### Excerpt

September 16th, 2011, 21:36

I had a laptop come in that had a corrupt windows vista os on it. I was asked to install a copy of 7 nib that he provided. He asked I first get his pics, docs and whatnot off first.

When I booted the laptop to go into safe mode, it would just hang on me. So I pulled the 250 seagate drive and connected it directly to the sata port on my dc5100 board and booted windows off the other port, and when I hooked it up to my tower, it said the drive needs to be formatted. So I ran a MHDD scan. it was looking good for the first minute, then I got about 5 lines of >500ms followed by an X for unc error followed by 3 10ms sectors in between so it looked like >500, X, 10ms, 10ms, 10ms >500, X, 10ms, 10ms, 10ms >500, X, 10ms, 10ms, 10ms . . . after the five lines of that, it would look normal for a minute the it would repeat. I aborted the scan after the fourth cycle of this.

Questions:

1. Are results like this from being dropped while running or something else?

######
### Recorded data

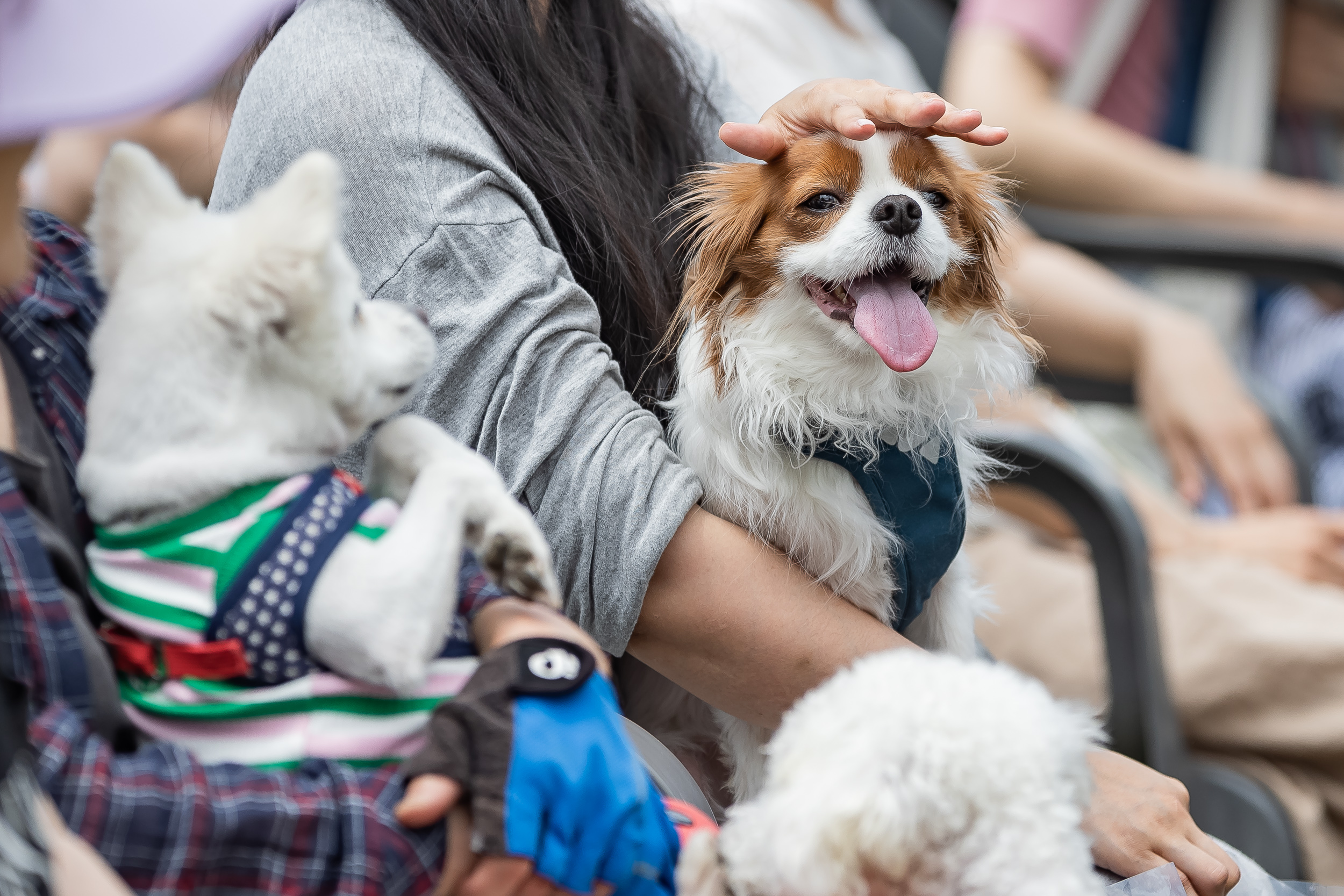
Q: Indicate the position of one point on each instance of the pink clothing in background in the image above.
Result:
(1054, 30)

######
### Recorded data

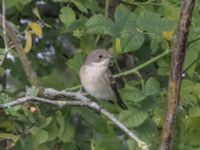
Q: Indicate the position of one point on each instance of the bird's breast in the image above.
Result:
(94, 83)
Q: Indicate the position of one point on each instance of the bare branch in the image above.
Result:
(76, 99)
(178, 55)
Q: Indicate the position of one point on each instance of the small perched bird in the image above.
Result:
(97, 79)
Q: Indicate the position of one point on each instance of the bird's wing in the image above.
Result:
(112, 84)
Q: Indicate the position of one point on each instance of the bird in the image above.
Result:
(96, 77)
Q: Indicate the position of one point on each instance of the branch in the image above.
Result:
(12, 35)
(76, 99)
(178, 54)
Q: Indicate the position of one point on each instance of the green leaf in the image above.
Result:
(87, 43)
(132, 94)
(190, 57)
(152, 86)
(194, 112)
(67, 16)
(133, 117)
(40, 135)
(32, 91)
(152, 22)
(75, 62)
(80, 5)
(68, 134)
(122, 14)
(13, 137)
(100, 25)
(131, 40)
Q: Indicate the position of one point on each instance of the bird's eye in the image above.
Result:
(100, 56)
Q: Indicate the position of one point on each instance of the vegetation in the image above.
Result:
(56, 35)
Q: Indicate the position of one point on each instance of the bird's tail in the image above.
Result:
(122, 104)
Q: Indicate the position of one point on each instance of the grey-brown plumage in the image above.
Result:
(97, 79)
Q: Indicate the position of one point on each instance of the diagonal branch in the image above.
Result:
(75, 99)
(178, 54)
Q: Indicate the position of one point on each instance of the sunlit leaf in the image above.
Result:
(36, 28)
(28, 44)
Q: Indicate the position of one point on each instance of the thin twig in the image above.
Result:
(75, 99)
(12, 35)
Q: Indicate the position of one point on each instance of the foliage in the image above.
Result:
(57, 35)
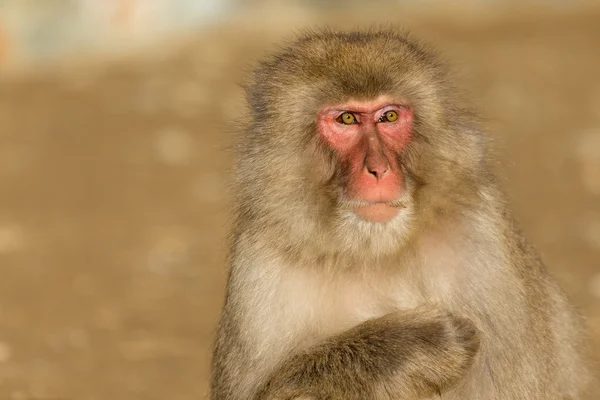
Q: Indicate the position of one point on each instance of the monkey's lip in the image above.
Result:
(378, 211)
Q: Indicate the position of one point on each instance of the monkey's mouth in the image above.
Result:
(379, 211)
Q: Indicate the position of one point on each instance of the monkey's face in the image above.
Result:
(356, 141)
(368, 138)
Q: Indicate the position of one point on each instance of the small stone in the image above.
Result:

######

Explore the material:
1. From the laptop repair post, print everything from "When I booted" down to "or something else?".
2. Answer these questions from the laptop repair post:
(a) Which operating system on the laptop was corrupt?
(b) What drive was pulled from the laptop?
(c) After which cycle was the MHDD scan aborted?

Solution set:
1.
When I booted the laptop to go into safe mode, it would just hang on me. So I pulled the 250 seagate drive and connected it directly to the sata port on my dc5100 board and booted windows off the other port, and when I hooked it up to my tower, it said the drive needs to be formatted. So I ran a MHDD scan. it was looking good for the first minute, then I got about 5 lines of >500ms followed by an X for unc error followed by 3 10ms sectors in between so it looked like >500, X, 10ms, 10ms, 10ms >500, X, 10ms, 10ms, 10ms >500, X, 10ms, 10ms, 10ms . . . after the five lines of that, it would look normal for a minute the it would repeat. I aborted the scan after the fourth cycle of this.

Questions:

1. Are results like this from being dropped while running or something else?

2.
(a) Windows Vista
(b) A 250 Seagate drive
(c) The fourth cycle